>>>

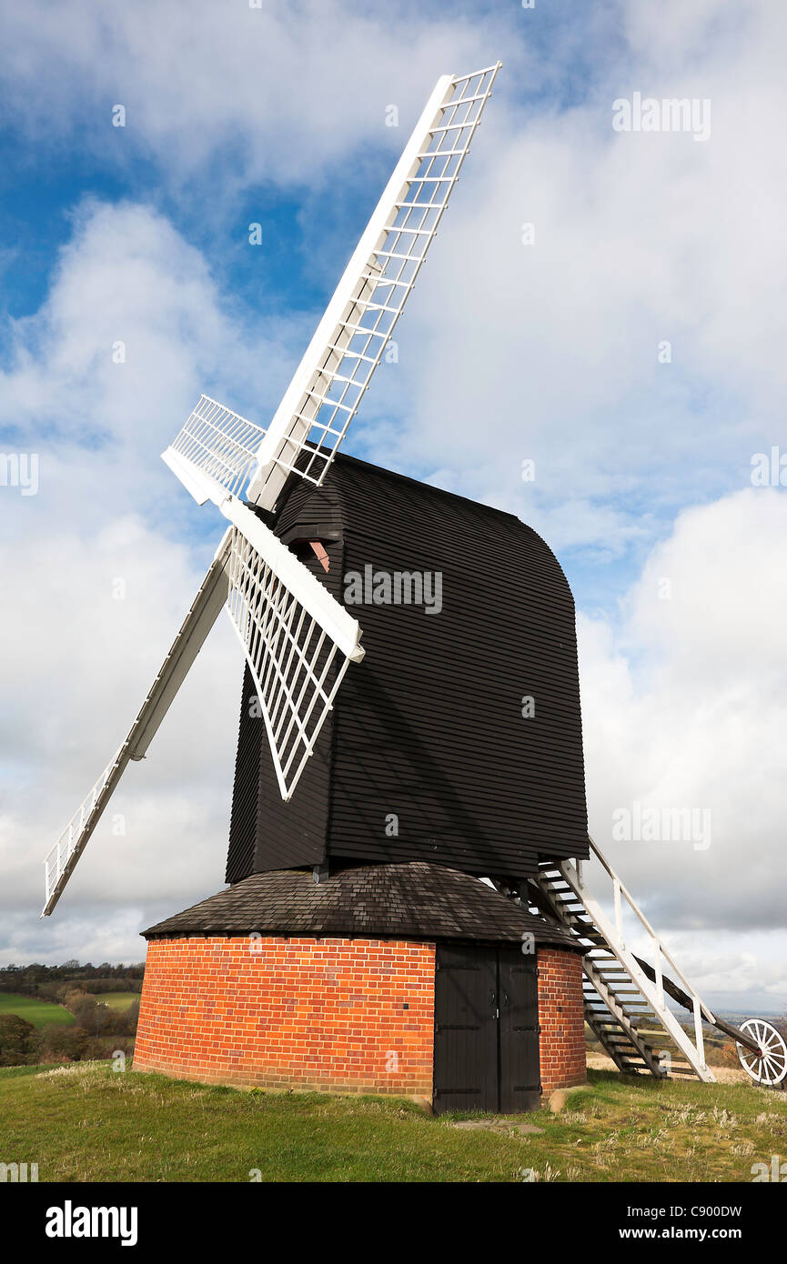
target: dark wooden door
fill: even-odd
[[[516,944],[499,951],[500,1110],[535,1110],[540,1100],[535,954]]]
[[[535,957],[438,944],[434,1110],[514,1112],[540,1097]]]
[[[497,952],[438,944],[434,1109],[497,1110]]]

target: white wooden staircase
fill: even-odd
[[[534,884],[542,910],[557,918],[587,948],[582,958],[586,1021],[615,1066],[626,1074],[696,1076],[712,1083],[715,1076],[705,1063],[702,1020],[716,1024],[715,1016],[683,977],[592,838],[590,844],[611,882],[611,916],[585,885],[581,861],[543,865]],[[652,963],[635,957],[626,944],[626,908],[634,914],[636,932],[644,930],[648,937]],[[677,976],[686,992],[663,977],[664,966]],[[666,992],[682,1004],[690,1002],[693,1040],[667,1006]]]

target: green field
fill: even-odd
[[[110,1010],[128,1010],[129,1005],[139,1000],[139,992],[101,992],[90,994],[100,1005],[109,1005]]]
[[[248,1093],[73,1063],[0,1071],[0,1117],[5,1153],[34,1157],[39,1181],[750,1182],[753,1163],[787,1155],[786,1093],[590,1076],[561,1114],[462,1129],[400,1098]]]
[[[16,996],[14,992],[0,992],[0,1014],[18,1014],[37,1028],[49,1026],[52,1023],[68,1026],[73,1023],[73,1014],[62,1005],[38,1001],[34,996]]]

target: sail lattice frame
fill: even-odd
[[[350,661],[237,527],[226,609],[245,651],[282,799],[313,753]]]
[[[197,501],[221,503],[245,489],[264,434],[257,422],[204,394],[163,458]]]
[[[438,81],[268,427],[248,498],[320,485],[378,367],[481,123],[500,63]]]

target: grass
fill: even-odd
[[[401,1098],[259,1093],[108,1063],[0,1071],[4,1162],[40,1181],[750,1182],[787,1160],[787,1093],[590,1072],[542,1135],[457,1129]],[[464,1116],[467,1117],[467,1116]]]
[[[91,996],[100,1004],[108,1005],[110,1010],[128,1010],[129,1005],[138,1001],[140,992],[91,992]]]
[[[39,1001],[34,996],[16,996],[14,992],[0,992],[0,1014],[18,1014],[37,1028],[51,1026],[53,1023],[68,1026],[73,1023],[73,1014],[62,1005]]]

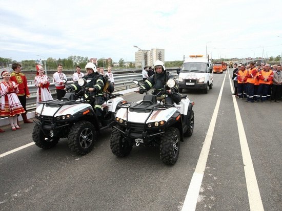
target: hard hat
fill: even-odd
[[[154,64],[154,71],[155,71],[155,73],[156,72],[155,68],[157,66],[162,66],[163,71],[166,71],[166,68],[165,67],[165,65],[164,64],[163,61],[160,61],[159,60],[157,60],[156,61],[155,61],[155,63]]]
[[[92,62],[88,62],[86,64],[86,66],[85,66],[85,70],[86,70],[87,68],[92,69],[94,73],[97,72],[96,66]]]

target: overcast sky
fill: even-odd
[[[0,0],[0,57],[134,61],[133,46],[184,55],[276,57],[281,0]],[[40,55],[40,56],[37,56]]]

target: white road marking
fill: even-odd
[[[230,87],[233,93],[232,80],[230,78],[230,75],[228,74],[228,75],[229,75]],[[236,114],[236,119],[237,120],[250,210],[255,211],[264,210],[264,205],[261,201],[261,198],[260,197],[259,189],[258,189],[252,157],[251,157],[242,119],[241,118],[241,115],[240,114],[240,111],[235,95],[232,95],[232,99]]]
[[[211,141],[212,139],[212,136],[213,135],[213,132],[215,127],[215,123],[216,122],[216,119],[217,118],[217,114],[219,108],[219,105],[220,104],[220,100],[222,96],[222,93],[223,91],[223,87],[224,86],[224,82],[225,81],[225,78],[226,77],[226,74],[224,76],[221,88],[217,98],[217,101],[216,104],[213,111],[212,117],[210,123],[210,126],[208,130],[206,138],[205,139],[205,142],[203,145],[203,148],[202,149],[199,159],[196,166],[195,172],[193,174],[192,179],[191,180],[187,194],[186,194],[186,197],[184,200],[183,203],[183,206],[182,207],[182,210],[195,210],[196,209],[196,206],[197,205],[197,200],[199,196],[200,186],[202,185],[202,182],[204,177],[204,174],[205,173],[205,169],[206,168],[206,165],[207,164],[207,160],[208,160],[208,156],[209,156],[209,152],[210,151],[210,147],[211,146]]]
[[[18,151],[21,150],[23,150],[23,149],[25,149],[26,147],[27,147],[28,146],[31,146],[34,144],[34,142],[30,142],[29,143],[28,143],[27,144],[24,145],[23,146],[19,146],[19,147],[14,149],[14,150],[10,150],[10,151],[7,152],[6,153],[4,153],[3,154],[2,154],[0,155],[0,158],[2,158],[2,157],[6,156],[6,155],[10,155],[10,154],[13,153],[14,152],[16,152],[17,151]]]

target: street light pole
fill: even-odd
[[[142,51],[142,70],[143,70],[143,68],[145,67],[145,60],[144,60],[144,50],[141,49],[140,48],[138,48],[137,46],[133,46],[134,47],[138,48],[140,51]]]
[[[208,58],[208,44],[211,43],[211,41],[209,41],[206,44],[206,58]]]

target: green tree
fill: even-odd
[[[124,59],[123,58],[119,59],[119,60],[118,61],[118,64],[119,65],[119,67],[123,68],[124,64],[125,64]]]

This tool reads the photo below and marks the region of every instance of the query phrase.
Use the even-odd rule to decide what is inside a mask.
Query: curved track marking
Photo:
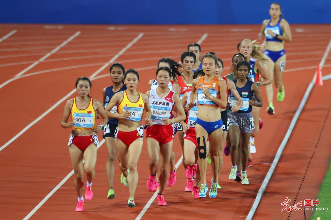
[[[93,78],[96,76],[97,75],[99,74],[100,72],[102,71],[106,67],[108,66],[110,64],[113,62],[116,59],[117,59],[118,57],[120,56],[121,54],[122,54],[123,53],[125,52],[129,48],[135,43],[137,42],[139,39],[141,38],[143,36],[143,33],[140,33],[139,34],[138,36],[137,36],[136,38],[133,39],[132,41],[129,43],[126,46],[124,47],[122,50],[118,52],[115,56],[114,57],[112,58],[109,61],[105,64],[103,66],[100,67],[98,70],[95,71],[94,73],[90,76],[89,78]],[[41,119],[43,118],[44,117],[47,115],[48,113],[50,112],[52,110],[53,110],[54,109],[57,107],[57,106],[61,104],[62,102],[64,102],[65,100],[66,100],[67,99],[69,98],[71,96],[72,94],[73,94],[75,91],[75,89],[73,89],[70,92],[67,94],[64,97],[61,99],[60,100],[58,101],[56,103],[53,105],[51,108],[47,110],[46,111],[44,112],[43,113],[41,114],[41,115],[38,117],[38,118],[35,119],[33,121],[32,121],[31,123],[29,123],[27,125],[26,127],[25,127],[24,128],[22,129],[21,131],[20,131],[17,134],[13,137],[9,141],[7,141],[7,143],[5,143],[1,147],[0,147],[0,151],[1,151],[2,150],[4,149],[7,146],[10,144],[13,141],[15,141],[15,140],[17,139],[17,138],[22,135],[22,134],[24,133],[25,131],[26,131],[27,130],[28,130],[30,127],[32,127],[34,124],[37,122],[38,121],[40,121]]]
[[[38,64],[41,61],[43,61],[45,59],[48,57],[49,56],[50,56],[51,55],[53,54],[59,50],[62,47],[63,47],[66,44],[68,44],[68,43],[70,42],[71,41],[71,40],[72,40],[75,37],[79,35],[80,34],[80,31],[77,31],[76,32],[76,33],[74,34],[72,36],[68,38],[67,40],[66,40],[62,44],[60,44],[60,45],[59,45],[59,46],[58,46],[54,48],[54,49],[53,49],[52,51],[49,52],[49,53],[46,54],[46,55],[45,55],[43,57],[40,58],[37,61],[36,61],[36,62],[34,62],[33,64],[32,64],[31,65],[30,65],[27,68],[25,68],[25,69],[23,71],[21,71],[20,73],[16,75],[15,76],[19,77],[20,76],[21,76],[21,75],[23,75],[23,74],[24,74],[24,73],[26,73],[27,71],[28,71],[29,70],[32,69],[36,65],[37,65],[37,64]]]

<<<

- [Set task] Reproduce all of the material above line for line, leaving out the pictures.

- [Problem solution]
target: dark wooden door
fill: even-odd
[[[516,944],[499,951],[500,1110],[535,1110],[540,1100],[535,954]]]
[[[535,957],[438,944],[434,1110],[514,1112],[540,1097]]]
[[[497,952],[438,944],[434,1109],[497,1110]]]

target: white wooden staircase
fill: even-odd
[[[534,884],[542,910],[557,918],[587,948],[582,958],[586,1021],[615,1066],[626,1074],[696,1076],[712,1083],[715,1076],[705,1063],[702,1020],[716,1024],[715,1016],[683,977],[592,838],[590,844],[611,882],[611,916],[585,885],[581,861],[543,865]],[[652,963],[635,957],[626,944],[626,908],[634,914],[636,932],[644,930],[648,937]],[[677,976],[686,992],[663,977],[664,966]],[[666,992],[682,1004],[690,1002],[693,1040],[667,1006]]]

target: green field
fill: even-odd
[[[110,1010],[128,1010],[129,1005],[139,1000],[139,992],[101,992],[90,994],[100,1005],[109,1005]]]
[[[248,1093],[73,1063],[0,1071],[0,1117],[5,1153],[34,1157],[39,1181],[750,1182],[753,1163],[787,1155],[786,1093],[590,1076],[561,1114],[462,1129],[400,1098]]]
[[[16,996],[14,992],[0,992],[0,1014],[18,1014],[37,1028],[49,1026],[52,1023],[68,1026],[73,1023],[73,1014],[62,1005],[38,1001],[34,996]]]

target: sail lattice frame
fill: even-odd
[[[350,661],[237,527],[226,609],[245,651],[282,799],[313,753]]]
[[[197,501],[221,503],[245,489],[264,434],[257,422],[204,394],[163,458]]]
[[[438,81],[268,427],[248,498],[320,485],[378,367],[481,123],[500,63]]]

target: grass
fill: even-odd
[[[401,1098],[259,1093],[108,1063],[0,1071],[4,1162],[40,1181],[750,1182],[787,1160],[787,1093],[590,1072],[542,1135],[457,1129]],[[464,1116],[467,1117],[467,1116]]]
[[[91,996],[100,1004],[108,1005],[110,1010],[128,1010],[129,1005],[138,1001],[140,992],[91,992]]]
[[[39,1001],[34,996],[16,996],[14,992],[0,992],[0,1014],[18,1014],[37,1028],[51,1026],[53,1023],[68,1026],[73,1023],[73,1014],[62,1005]]]

target: hard hat
fill: even-odd
[[[154,64],[154,71],[155,71],[155,73],[156,72],[155,68],[157,66],[162,66],[163,71],[166,71],[166,68],[165,67],[165,65],[164,64],[163,61],[160,61],[159,60],[157,60],[156,61],[155,61],[155,63]]]
[[[92,62],[88,62],[86,64],[86,66],[85,66],[85,70],[86,70],[87,68],[92,69],[94,73],[97,72],[96,66]]]

target: overcast sky
fill: even-odd
[[[0,0],[0,57],[134,61],[133,46],[184,55],[276,57],[281,0]],[[40,55],[40,56],[37,56]]]

target: white road marking
fill: even-odd
[[[230,87],[233,93],[232,80],[230,78],[230,75],[228,74],[228,75],[229,75]],[[236,114],[236,119],[237,120],[250,210],[255,211],[264,210],[264,205],[261,201],[261,198],[260,197],[259,189],[258,189],[252,157],[251,157],[242,119],[241,118],[241,115],[240,114],[240,111],[235,95],[232,95],[232,99]]]
[[[211,141],[212,139],[212,136],[213,135],[213,132],[215,127],[215,123],[216,122],[216,119],[217,118],[217,114],[219,108],[219,105],[220,104],[220,100],[222,96],[222,93],[223,91],[223,87],[224,86],[224,82],[225,81],[225,78],[226,77],[226,74],[224,76],[221,88],[217,98],[217,101],[216,104],[213,111],[212,117],[210,123],[210,126],[208,130],[206,138],[205,139],[205,142],[203,145],[203,148],[202,149],[199,159],[196,166],[195,172],[193,174],[192,179],[191,180],[187,194],[186,194],[186,197],[184,200],[183,203],[183,206],[182,207],[182,210],[195,210],[196,209],[196,206],[197,205],[197,200],[199,196],[200,186],[202,185],[202,182],[204,177],[204,174],[205,173],[205,169],[206,168],[206,165],[207,164],[207,160],[208,160],[208,156],[209,156],[209,152],[210,151],[210,147],[211,146]]]
[[[18,151],[21,150],[23,150],[23,149],[25,149],[26,147],[27,147],[28,146],[31,146],[34,144],[34,142],[30,142],[29,143],[28,143],[27,144],[24,145],[23,146],[19,146],[19,147],[14,149],[14,150],[10,150],[10,151],[7,152],[6,153],[4,153],[3,154],[2,154],[0,155],[0,158],[2,158],[2,157],[6,156],[6,155],[10,155],[10,154],[13,153],[14,152],[16,152],[17,151]]]

target: street light pole
fill: even-odd
[[[142,51],[142,70],[143,70],[143,68],[145,67],[145,60],[144,60],[144,50],[141,49],[140,48],[138,48],[137,46],[133,46],[134,47],[138,48],[140,51]]]
[[[208,58],[208,44],[211,43],[211,41],[209,41],[206,44],[206,58]]]

target: green tree
fill: even-odd
[[[124,59],[123,58],[119,59],[119,60],[118,61],[118,64],[119,65],[119,67],[123,68],[124,64],[125,64]]]

This tool reads the photo below and marks the region of every instance of the query phrase.
Use the even-odd rule to decide what is inside a mask.
Query: curved track marking
Photo:
[[[93,78],[96,76],[97,75],[99,74],[100,72],[102,71],[106,67],[108,66],[110,64],[113,62],[116,59],[117,59],[118,57],[120,56],[121,54],[122,54],[123,53],[125,52],[129,48],[135,43],[137,42],[139,39],[141,38],[143,36],[143,33],[140,33],[139,34],[138,36],[137,36],[136,38],[133,39],[132,41],[129,43],[126,46],[124,47],[122,50],[118,52],[115,56],[114,57],[112,58],[109,61],[105,64],[103,66],[100,67],[98,70],[95,71],[94,73],[90,76],[89,78]],[[41,119],[43,118],[44,117],[47,115],[48,113],[50,112],[52,110],[53,110],[54,109],[57,107],[57,106],[61,104],[62,102],[64,102],[65,100],[66,100],[67,99],[69,98],[71,96],[72,94],[73,94],[75,91],[75,89],[73,89],[70,92],[67,94],[64,97],[61,99],[60,100],[58,101],[56,103],[53,105],[51,108],[47,110],[46,111],[44,112],[43,113],[41,114],[41,115],[38,117],[38,118],[35,119],[33,121],[32,121],[31,123],[29,123],[27,125],[26,127],[25,127],[24,128],[22,129],[21,131],[20,131],[17,134],[13,137],[9,141],[7,141],[7,143],[5,143],[1,147],[0,147],[0,151],[1,151],[2,150],[4,149],[7,146],[10,144],[13,141],[15,141],[15,140],[17,139],[17,138],[22,135],[22,134],[24,133],[25,131],[26,131],[27,130],[28,130],[30,127],[32,127],[34,124],[37,122],[38,121],[40,121]]]
[[[38,64],[41,61],[43,61],[45,59],[48,57],[49,56],[50,56],[51,55],[53,54],[59,50],[62,47],[63,47],[66,44],[68,44],[68,43],[70,42],[71,41],[71,40],[72,40],[75,37],[79,35],[80,34],[80,31],[77,31],[76,32],[76,33],[74,34],[72,36],[68,38],[67,40],[66,40],[62,44],[60,44],[60,45],[59,45],[59,46],[58,46],[54,48],[54,49],[53,49],[52,51],[49,52],[49,53],[46,54],[46,55],[45,55],[43,57],[40,58],[37,61],[36,61],[36,62],[34,62],[33,64],[32,64],[31,65],[30,65],[27,68],[25,68],[25,69],[23,71],[21,71],[20,73],[16,75],[15,76],[19,77],[20,76],[21,76],[21,75],[23,75],[23,74],[24,74],[24,73],[26,73],[27,71],[28,71],[29,70],[32,69],[36,65],[37,65],[37,64]]]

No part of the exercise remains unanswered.